__PROMPT__: Summarize the text on destinations in Uganda and Rwanda in three sentences.

(SELECTED TEXT)

Lira is the site of the brutal violence of Joseph Kony’s Lord’s Resistance Army (LRA) where they mounted a guerilla resistance to government forces in the Northern part of Uganda. Now a sleepy agricultural community, many families and communities in northern Uganda continue to recover from the damage and destruction wrought by Kony and the LRA. Travelers meet with former child soldiers and key community leaders to better understand rehabilitation and reintegration efforts taking place in the community. Visits to the jungle clinic and the internally displaced persons (IDP) camp in this part of the country help students better understand the complexities of international development in Northern Uganda and former conflict zones. 

Jinja, Uganda

Jinja is the source of the Nile River and a laidback community frequented by backpackers. In Jinja, travelers can spend the afternoon rafting Class 5 rapids or shopping at local art and craft markets in the tourist friendly downtown. Economic development and conservation are both key issues in Jinja.  The openness felt in Jinja is reflective of the hospitality for which Ugandans are recognized in the region.

Kampala, Uganda

Kampala is the capital city and metropolitan hub of Uganda. Here, travelers meet with and engage leaders in the public, private and nonprofit sectors to better understand how they are all impacting development in this busy urban center. While touring Kampala, travelers begin to grapple with how business, foreign aid, faith-based organizations and government interests intersect and influence international development.

Kabale, Uganda

Kabale is a developing and thriving township in southern Uganda that has benefited from both tourism and commerce. On the main road that links Kenya to Rwanda, transport of natural resources throughout East Africa has put Kabale on the map as a growing commercial hub. Also the gateway to Biwindi National Park, tourists from around the globe come to Kabale to begin their trek of the rare Silverback Mountain Gorilla.  Just 15 minutes from Lake Bunyonyi, the site of the GLI Headquarters, the Entusi Resort and Retreat Center, is reachable by a short boat ride to an isolated and intimate peninsula. Lake Bunyonyi and Entusi provide unique and uncommon access to the nuances of community development among a rural and scattered population.

Musanze, Rwanda

Musanze, located in the northwest region of Rwanda, is home to dramatic volcanoes that provide a natural border with Uganda and Democratic Republic of Congo (DRC). Home to the rare Silverback Mountain Gorilla, Musanze highlights the complexity between rural development and booming world-class ecotourism. Students see firsthand how the conservation and poverty intersect as local Rwandans are going back to work because of the thriving tourism industry in Northwestern Rwanda.

Kigali, Rwanda

Kigali is a center of business, commerce and foreign investment in East Africa.  President Kagame seeks to make Rwanda the “Singapore of Africa”. An amazing story of transformation and reconciliation, in 1994, an estimated 800,000 to 1.2 million people were the victims of a genocide that unfolded before an audience of complacent international actors, leaders, organizations and governments. Exploring the rapidly growing city of Kigali provides a roadmap to how a tiny and landlocked nation can move from a crippling and divisive genocide to being a model on the continent for stability and economic development.

(End SELECTED TEXT)
(EXTRACTED RECORDS)

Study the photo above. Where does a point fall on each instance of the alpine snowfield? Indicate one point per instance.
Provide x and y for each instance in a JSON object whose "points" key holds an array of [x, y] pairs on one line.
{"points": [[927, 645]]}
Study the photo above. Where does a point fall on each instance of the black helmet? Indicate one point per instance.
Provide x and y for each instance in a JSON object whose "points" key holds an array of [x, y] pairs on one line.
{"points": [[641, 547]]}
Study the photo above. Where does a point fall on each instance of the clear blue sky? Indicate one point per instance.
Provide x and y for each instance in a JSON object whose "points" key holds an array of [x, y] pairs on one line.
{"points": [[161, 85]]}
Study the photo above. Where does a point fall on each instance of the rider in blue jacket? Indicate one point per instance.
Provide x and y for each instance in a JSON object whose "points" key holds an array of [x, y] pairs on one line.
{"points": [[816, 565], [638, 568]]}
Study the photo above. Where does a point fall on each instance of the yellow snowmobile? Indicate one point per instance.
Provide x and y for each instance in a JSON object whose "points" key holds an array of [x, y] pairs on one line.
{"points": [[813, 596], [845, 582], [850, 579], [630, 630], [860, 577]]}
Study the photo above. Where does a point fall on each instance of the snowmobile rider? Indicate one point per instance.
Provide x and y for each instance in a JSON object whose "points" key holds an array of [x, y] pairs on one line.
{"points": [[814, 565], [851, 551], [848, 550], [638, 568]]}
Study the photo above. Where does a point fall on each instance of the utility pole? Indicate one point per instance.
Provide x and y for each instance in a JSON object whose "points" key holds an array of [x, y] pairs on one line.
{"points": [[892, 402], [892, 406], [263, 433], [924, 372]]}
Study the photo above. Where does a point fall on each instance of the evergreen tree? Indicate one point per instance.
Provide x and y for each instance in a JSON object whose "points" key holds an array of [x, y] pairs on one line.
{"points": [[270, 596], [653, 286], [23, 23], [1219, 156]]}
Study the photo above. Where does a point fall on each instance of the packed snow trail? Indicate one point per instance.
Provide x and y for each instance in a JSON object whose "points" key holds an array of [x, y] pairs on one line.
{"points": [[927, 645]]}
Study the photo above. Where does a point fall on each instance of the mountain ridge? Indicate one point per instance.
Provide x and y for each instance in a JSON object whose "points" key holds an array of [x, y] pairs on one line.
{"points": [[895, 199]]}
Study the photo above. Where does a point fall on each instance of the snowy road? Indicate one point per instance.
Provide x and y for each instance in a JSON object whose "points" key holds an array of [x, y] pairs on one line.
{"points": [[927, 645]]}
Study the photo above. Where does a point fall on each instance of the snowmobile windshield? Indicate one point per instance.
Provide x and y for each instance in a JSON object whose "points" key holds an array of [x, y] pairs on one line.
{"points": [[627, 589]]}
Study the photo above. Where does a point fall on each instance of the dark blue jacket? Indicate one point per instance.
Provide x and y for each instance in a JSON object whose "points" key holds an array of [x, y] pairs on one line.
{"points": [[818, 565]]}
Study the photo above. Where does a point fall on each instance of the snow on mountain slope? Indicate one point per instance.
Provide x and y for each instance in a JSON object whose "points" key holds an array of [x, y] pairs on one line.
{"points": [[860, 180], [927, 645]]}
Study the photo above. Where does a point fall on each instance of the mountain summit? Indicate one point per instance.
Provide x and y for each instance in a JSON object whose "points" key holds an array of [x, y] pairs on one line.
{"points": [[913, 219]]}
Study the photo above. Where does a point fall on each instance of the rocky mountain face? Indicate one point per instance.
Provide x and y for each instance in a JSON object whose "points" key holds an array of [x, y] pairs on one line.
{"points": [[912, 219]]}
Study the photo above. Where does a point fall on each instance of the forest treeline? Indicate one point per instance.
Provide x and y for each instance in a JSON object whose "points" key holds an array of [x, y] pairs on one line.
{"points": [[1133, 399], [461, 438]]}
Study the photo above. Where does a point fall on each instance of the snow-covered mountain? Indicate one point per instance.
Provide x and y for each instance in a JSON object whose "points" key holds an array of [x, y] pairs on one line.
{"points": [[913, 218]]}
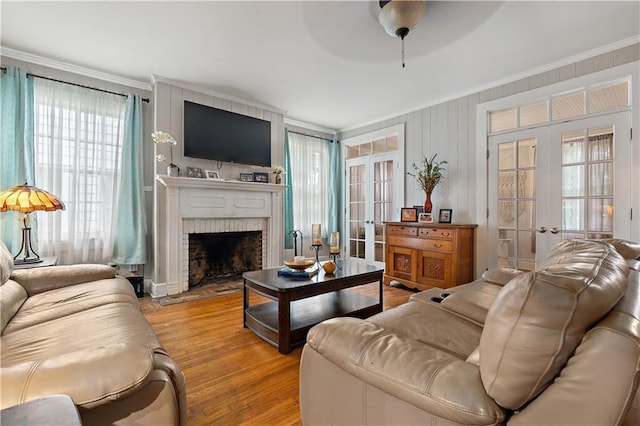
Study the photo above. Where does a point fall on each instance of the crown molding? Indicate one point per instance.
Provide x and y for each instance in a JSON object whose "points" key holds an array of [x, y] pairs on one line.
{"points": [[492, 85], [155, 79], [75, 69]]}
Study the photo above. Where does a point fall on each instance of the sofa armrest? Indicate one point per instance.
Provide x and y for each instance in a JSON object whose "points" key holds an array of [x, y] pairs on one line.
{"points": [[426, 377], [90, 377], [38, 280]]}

(End EXTRACTED RECORDS)
(EXTRACTED RECORDS)

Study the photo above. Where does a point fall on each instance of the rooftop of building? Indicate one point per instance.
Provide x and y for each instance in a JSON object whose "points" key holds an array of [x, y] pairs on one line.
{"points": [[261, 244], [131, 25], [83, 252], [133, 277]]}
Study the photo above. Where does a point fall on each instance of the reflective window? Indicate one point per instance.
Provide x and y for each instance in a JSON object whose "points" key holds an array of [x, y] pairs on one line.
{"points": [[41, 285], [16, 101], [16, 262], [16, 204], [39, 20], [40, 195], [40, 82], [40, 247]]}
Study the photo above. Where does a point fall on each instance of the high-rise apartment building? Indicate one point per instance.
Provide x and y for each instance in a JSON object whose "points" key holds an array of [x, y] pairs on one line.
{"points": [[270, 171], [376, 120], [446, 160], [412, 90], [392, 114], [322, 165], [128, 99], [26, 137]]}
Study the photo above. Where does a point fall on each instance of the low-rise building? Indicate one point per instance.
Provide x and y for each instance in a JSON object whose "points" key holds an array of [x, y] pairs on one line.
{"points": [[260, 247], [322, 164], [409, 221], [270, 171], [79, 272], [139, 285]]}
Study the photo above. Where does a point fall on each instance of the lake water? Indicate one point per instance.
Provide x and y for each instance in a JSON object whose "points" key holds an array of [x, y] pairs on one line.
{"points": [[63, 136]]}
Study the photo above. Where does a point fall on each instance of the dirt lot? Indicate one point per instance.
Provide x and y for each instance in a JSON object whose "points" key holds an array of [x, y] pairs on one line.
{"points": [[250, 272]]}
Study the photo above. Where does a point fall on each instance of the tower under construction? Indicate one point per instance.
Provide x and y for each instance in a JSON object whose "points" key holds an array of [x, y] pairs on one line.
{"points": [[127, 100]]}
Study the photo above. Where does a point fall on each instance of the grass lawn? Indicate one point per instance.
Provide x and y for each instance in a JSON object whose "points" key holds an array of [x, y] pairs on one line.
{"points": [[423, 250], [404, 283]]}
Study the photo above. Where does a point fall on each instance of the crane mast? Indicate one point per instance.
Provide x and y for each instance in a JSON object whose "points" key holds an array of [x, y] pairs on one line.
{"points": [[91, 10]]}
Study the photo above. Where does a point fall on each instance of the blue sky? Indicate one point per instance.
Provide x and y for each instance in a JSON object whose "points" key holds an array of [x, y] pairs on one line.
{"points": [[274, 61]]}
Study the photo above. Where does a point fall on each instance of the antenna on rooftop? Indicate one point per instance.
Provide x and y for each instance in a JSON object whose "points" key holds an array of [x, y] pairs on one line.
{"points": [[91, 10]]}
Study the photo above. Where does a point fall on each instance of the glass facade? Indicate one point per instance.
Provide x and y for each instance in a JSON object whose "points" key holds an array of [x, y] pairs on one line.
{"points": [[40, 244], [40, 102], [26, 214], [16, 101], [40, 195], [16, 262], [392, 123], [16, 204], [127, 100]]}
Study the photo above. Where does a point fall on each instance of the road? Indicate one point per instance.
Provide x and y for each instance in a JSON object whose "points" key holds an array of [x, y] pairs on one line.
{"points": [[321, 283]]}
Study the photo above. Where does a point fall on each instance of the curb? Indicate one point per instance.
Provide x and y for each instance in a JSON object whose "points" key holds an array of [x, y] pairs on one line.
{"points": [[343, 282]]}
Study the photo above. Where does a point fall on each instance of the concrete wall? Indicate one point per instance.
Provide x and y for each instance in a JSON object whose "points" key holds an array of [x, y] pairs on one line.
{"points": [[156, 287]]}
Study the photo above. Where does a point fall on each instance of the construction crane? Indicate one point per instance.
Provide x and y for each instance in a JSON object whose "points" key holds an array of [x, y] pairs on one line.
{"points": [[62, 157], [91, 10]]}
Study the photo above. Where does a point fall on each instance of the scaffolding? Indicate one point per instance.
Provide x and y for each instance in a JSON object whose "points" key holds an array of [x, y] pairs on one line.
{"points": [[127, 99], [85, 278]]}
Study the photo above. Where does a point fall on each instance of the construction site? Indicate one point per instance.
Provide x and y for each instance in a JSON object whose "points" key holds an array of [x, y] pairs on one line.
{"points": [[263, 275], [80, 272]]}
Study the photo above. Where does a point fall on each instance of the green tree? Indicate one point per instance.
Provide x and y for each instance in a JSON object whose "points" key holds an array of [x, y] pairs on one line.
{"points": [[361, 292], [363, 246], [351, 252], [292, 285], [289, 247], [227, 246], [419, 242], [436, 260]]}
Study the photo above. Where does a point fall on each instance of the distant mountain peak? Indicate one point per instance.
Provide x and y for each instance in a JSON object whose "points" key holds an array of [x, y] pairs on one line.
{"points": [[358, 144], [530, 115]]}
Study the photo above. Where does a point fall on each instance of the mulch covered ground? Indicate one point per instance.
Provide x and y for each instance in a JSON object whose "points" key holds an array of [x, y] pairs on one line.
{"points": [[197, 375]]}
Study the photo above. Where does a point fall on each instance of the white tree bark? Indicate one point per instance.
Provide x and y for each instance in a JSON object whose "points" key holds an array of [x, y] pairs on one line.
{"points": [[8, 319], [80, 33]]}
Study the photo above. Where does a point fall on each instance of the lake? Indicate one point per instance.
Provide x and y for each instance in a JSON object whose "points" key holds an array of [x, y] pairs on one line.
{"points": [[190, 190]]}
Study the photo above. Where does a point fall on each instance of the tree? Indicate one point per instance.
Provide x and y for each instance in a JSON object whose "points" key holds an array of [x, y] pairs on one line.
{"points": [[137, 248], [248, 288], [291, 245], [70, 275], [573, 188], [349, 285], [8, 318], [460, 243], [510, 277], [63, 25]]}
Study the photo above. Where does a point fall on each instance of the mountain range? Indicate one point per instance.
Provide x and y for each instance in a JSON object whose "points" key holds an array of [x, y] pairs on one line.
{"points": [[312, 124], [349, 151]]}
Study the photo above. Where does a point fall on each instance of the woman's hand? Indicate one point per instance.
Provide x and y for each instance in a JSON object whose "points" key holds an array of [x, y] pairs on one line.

(End EXTRACTED RECORDS)

__SOLUTION TO THIS EXERCISE__: In northern Uganda, Lira was the site of the Lord's Resistance Army's violence, and there travelers meet former child soldiers and community leaders to understand rehabilitation and reintegration. Jinja, the source of the Nile, faces key issues of economic development and conservation, while in Kampala, the capital, travelers engage leaders from the public, private and nonprofit sectors, and Kabale is a growing commercial hub and gateway for gorilla treks near Lake Bunyonyi. In Rwanda, Musanze shows how rural development, conservation and ecotourism intersect, and Kigali, a center of business and foreign investment, offers a roadmap for moving from the 1994 genocide to stability and economic development.